-- Consignes --
- A) Selon le texte sur le Grand Tatoué, quel dessinateur a été convié à animer les tableaux successifs de la pantomime ?
- B) Reprenez le texte sur le Grand Tatoué après sa dernière phrase et poursuivez-le.

-- Texte --
Et ce n’est pas mince affaire que de cerner les contours d’un mythe, alimenté des années durant par les bonimenteurs des foires du monde entier. Car dans la famille du cirque et du side show tel que Barnum en a dicté les principes, le Grand Tatoué est une figure centrale, respectée et crainte a la fois, légende vivante, aux origines aussi complexes que les dessins qui ornent son anatomie.
Et ne comptez pas sur HEY La Cie ! pour percer ses secrets à jour. Plus Mr Djub nous détaille le destin des différents détenteurs du vénérable titre tandis que Rosita la ténébreuse s’active derrière ses gramophones, plus le mythe s’épaissit. Vous aurez reconnu Anne et Julien, qui dans les entrailles du théâtre Claude Levi Strauss s’empressent de pulvériser avec bonheur tout le travail de mise à plat effectué à l’étage du dessus, sur le parcours thématique de Tatoueurs Tatoués.
Et ce n’est que bonheur car ce faisant, ils restituent toute la poésie de cet univers, toute sa créativité, son incroyable richesse qui nous apparaissent dans un halo d’encre chaude. Théâtre, cirque, conte, photographie, cinéma, outre la science médicale, le tatouage a mobilisé tant d’imaginaires et d’énergies, tout d’abord ceux de ces aventuriers qui conquirent la gloire en explorant/exposant leur corps après avoir parcouru les mondes.
Constantinus le turc, OMI le britannique, … ils apparaissent comme les grandes stars de ce monde interlope où les belles acrobates deviennent femmes araignées, dont les pattes longilignes s’étalent sur la plaquette graphique de Ludovic Debeurme, dessinateur convié à venir animer les tableaux successifs de cette pantomime farfelue et mutine. Oxygène de l’Histoire qui s’écrit avec futilité, Notes d’encre n’a pas l’aura sombre qui nous avait giflés durant le spectacle illustrant l’exposition Hey !

[Données d'ancrage d'objets en langage naturel]
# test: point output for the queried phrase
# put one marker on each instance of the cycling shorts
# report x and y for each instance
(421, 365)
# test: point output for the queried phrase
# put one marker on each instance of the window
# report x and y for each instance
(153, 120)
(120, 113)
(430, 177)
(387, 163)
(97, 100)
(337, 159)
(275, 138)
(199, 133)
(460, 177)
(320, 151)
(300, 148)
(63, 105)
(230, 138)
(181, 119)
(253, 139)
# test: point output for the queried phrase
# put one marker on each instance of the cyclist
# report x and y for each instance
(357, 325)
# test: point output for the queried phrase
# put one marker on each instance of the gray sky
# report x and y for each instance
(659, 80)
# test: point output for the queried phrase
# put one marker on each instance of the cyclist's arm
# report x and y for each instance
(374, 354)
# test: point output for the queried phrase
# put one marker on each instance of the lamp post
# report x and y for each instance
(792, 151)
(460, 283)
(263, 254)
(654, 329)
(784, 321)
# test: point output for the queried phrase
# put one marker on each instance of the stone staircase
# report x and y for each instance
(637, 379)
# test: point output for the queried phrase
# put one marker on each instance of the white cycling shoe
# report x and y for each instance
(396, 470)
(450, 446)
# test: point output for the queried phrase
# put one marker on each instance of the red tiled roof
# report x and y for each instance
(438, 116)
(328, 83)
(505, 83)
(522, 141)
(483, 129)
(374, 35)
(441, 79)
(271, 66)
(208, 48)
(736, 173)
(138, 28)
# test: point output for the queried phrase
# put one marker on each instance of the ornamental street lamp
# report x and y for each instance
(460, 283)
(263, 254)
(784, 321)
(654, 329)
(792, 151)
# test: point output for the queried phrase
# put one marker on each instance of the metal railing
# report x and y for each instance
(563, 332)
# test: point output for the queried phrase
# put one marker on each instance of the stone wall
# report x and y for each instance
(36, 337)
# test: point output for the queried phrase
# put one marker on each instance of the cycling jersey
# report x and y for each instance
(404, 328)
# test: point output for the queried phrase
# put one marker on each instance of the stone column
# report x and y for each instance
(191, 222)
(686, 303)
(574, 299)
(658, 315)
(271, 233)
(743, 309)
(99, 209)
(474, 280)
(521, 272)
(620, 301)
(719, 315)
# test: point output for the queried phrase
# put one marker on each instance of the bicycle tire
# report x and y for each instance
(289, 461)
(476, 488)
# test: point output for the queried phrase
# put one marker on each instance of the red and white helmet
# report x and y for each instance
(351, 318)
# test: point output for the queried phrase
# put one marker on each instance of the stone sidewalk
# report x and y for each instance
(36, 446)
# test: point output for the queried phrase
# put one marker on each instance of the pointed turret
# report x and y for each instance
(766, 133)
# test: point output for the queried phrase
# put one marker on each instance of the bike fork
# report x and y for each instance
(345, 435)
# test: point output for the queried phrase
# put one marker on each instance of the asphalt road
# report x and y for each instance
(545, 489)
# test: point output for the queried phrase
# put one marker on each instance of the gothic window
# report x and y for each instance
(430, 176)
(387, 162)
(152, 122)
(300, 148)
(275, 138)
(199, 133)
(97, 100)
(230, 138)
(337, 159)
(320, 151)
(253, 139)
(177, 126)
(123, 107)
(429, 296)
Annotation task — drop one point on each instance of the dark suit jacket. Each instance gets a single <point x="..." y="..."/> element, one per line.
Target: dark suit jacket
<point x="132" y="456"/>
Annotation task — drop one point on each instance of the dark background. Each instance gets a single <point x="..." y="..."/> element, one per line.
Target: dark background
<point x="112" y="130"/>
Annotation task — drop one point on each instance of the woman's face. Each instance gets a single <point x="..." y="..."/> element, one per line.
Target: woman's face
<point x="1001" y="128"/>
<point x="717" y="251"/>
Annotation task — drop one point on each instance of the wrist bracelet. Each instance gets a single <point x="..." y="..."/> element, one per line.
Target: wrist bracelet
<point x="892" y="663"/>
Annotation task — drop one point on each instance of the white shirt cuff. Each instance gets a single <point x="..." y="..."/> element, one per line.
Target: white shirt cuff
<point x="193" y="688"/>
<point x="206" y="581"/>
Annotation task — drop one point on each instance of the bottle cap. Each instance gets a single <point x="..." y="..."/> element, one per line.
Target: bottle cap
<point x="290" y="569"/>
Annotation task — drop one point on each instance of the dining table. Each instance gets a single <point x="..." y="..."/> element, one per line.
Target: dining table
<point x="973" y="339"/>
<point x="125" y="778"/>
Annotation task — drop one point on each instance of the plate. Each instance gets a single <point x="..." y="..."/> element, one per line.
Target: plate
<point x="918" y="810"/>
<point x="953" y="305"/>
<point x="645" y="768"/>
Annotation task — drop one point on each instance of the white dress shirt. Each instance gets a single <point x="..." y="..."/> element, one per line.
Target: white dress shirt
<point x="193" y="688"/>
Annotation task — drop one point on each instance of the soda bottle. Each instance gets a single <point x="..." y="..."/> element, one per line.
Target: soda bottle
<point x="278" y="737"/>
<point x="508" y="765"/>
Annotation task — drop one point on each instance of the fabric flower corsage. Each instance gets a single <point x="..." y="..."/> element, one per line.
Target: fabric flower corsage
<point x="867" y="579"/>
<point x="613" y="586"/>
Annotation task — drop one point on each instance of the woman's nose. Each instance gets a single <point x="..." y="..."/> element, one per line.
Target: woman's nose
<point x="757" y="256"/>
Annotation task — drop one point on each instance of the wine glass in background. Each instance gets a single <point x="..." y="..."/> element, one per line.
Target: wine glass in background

-- Réponses --
- A) Ludovic Debeurme.

- B)
Même la possession diabolique qui frappe Constantinus, incarné un instant par Yannick Unfricht, se veut cocasse et environnée de chimères dessinées comme sur une peau, mouvante sur le derme de la feuille. Crayon, mine de plomb, feutre, la plume de Ludovic s’agite sur l’écran pour nous rappeler que tout ceci est histoire de pigments, une étape supplémentaire de la voluptueuse et si dérangeante Saga des Arts. Une projection, un désir, un rêve.
Prochain chapitre de ce vivant catalogue d’exposition, « Fatalitas » nous entraînera dans les bas fonds du tatouage populaire et carcéral, art brut qui scarifie autant qu’il marque, dont les grands tatoués sont issus pour certains, sublimant ainsi cette portée contestataire. Suivront « Au port », « Motifs rois » et ‘Global tatoo » qui concluront ce voyage merveilleux, drôle et polémique a la fois.
Car Notes d’encre sonne par certains aspects comme ces redoutables Fleurs du Mal qui ont changé à jamais le visage de la poésie. Volontaire ou non, c’est le corps qu’on marque, qu’on camoufle et qu’on embellit, effaçant les frontières d’une nudité obligatoire dans le rapport exhibé/voyeur. Il convient de le rappeler à chaque vrombissement d’aiguille éraflant les disques anciens comme on pique les membres dévoués au marquage tandis que crachotent les mélodies délicieusement vieillottes de l’orgue de Barbarie.